◆ **Short task**
Copy each of the items below word for word, keeping every line unchanged.

* begin Supplied entries *

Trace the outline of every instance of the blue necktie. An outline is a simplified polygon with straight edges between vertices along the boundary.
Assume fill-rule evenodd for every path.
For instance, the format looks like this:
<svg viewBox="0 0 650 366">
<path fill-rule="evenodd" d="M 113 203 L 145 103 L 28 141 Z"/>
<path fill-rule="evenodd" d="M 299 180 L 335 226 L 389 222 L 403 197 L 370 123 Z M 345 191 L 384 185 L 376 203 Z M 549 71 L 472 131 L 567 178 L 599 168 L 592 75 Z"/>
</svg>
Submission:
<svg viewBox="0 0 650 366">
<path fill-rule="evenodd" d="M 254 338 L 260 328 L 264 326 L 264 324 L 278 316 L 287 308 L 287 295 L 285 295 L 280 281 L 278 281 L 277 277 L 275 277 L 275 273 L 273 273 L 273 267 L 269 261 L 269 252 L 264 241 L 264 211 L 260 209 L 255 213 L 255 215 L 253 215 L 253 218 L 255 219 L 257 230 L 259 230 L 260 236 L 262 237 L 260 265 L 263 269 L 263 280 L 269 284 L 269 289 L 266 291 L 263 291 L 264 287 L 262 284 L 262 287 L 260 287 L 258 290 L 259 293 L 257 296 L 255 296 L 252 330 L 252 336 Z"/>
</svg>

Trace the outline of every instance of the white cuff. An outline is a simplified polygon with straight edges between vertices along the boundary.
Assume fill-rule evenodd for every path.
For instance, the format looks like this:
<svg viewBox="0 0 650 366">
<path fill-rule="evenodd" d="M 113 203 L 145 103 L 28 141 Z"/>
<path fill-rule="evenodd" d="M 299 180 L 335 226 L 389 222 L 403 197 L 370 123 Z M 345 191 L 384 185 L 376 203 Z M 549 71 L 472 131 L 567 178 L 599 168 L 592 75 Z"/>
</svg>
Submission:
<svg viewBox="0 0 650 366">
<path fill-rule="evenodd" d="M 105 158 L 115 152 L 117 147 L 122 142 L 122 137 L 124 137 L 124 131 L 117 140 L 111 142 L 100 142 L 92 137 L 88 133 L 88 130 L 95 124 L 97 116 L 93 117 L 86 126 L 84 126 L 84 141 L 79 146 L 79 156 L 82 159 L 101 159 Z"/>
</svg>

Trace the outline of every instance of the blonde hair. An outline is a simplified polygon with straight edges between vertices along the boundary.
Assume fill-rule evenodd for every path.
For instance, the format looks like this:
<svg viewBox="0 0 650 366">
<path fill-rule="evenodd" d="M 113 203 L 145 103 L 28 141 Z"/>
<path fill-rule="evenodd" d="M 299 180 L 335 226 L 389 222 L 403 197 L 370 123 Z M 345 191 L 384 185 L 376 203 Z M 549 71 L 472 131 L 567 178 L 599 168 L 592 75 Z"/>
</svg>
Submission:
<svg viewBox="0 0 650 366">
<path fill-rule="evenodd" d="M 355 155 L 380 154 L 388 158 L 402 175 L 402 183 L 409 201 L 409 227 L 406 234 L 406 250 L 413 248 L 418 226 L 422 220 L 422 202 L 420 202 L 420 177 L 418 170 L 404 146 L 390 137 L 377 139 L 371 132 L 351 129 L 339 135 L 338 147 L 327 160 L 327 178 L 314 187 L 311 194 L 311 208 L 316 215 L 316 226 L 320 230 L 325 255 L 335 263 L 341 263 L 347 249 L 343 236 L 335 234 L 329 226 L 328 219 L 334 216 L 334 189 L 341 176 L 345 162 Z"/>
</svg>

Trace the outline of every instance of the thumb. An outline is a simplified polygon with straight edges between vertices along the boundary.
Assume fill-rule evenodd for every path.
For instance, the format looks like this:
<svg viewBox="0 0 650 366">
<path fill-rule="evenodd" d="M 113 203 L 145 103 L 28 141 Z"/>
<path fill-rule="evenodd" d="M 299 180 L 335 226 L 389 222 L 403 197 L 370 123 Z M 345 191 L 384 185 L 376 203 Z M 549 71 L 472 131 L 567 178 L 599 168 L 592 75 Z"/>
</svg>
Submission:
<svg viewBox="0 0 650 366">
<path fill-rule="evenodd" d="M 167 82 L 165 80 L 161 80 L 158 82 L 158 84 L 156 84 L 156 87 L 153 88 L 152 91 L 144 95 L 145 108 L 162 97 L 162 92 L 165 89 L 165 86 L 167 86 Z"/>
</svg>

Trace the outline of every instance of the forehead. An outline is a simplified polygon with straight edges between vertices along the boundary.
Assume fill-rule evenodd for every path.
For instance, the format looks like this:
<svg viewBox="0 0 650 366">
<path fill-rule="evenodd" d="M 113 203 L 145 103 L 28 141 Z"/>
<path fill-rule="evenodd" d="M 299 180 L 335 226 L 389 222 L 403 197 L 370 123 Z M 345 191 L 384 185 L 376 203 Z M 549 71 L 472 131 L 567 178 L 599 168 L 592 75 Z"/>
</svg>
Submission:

* end Supplied entries *

◆ **Answer to this problem**
Trace the outline of every instance of the blue necktie. An outline is a simplified polygon with straight edges between vertices along the boundary.
Assume fill-rule evenodd for every path.
For instance, the format looks like this:
<svg viewBox="0 0 650 366">
<path fill-rule="evenodd" d="M 113 203 L 145 103 L 28 141 Z"/>
<path fill-rule="evenodd" d="M 299 180 L 335 226 L 389 222 L 403 197 L 370 123 Z M 345 191 L 384 185 L 376 203 Z M 549 71 L 472 131 L 567 178 L 599 168 L 592 75 Z"/>
</svg>
Submission:
<svg viewBox="0 0 650 366">
<path fill-rule="evenodd" d="M 254 338 L 260 328 L 264 326 L 264 324 L 278 316 L 287 308 L 287 295 L 285 295 L 280 281 L 278 281 L 277 277 L 275 277 L 275 273 L 273 273 L 273 267 L 269 261 L 269 252 L 264 241 L 264 211 L 260 209 L 255 213 L 255 215 L 253 215 L 253 218 L 255 219 L 257 230 L 259 230 L 260 236 L 262 237 L 260 265 L 263 269 L 263 280 L 269 284 L 269 289 L 266 291 L 263 291 L 264 287 L 262 284 L 262 287 L 260 287 L 258 290 L 259 293 L 257 296 L 255 296 L 252 330 L 252 336 Z"/>
</svg>

Trace the outline of every instance of the white cuff. An outline is a simplified polygon with straight edges between vertices along the boundary.
Assume fill-rule evenodd for every path.
For instance, the format looks like this:
<svg viewBox="0 0 650 366">
<path fill-rule="evenodd" d="M 113 203 L 145 103 L 28 141 Z"/>
<path fill-rule="evenodd" d="M 299 180 L 335 226 L 389 222 L 403 197 L 370 123 Z M 345 191 L 384 185 L 376 203 Z M 549 71 L 472 131 L 567 178 L 599 168 L 592 75 Z"/>
</svg>
Submission:
<svg viewBox="0 0 650 366">
<path fill-rule="evenodd" d="M 105 158 L 115 152 L 117 147 L 122 142 L 122 137 L 124 137 L 124 131 L 117 140 L 111 142 L 100 142 L 92 137 L 88 133 L 88 130 L 95 124 L 97 116 L 93 117 L 86 126 L 84 126 L 84 141 L 79 146 L 79 156 L 82 159 L 101 159 Z"/>
</svg>

Trace the outline of every instance of the blonde hair. An outline is a simplified polygon with straight edges between vertices along the boundary.
Assume fill-rule evenodd for every path.
For instance, the format looks like this:
<svg viewBox="0 0 650 366">
<path fill-rule="evenodd" d="M 113 203 L 145 103 L 28 141 Z"/>
<path fill-rule="evenodd" d="M 299 180 L 335 226 L 389 222 L 403 197 L 370 123 Z M 345 191 L 384 185 L 376 203 Z M 549 71 L 472 131 L 567 178 L 599 168 L 592 75 Z"/>
</svg>
Submission:
<svg viewBox="0 0 650 366">
<path fill-rule="evenodd" d="M 355 155 L 380 154 L 388 158 L 402 175 L 402 183 L 409 201 L 409 227 L 406 234 L 406 250 L 413 248 L 418 226 L 422 220 L 422 202 L 420 202 L 420 177 L 418 170 L 404 146 L 390 137 L 377 139 L 371 132 L 351 129 L 339 135 L 338 147 L 327 160 L 327 178 L 314 187 L 311 194 L 311 208 L 316 215 L 316 226 L 320 230 L 325 255 L 335 263 L 341 263 L 347 249 L 343 236 L 335 234 L 329 226 L 328 219 L 334 216 L 334 189 L 341 176 L 345 162 Z"/>
</svg>

Trace the outline of every instance of the thumb. An outline is a simplified polygon with straight edges between vertices along the boundary.
Assume fill-rule evenodd for every path.
For instance, the format looks like this:
<svg viewBox="0 0 650 366">
<path fill-rule="evenodd" d="M 113 203 L 145 103 L 28 141 Z"/>
<path fill-rule="evenodd" d="M 299 180 L 335 226 L 389 222 L 403 197 L 370 123 Z M 345 191 L 384 185 L 376 203 Z M 549 71 L 472 131 L 567 178 L 599 168 L 592 75 Z"/>
</svg>
Submission:
<svg viewBox="0 0 650 366">
<path fill-rule="evenodd" d="M 167 82 L 165 80 L 161 80 L 158 82 L 158 84 L 156 84 L 156 87 L 153 88 L 152 91 L 144 95 L 145 108 L 162 97 L 162 92 L 165 89 L 165 86 L 167 86 Z"/>
</svg>

Trace the outline of every instance of the forehead. An outline is a simplified polygon with straight edges between vertices along the boundary.
Assume fill-rule evenodd for every path.
For instance, the format looks like this:
<svg viewBox="0 0 650 366">
<path fill-rule="evenodd" d="M 113 203 L 145 103 L 28 141 Z"/>
<path fill-rule="evenodd" d="M 299 180 L 335 226 L 389 222 L 403 197 L 370 123 Z M 345 191 L 384 185 L 376 203 Z M 549 71 L 472 131 L 567 178 L 599 168 L 592 75 Z"/>
</svg>
Submission:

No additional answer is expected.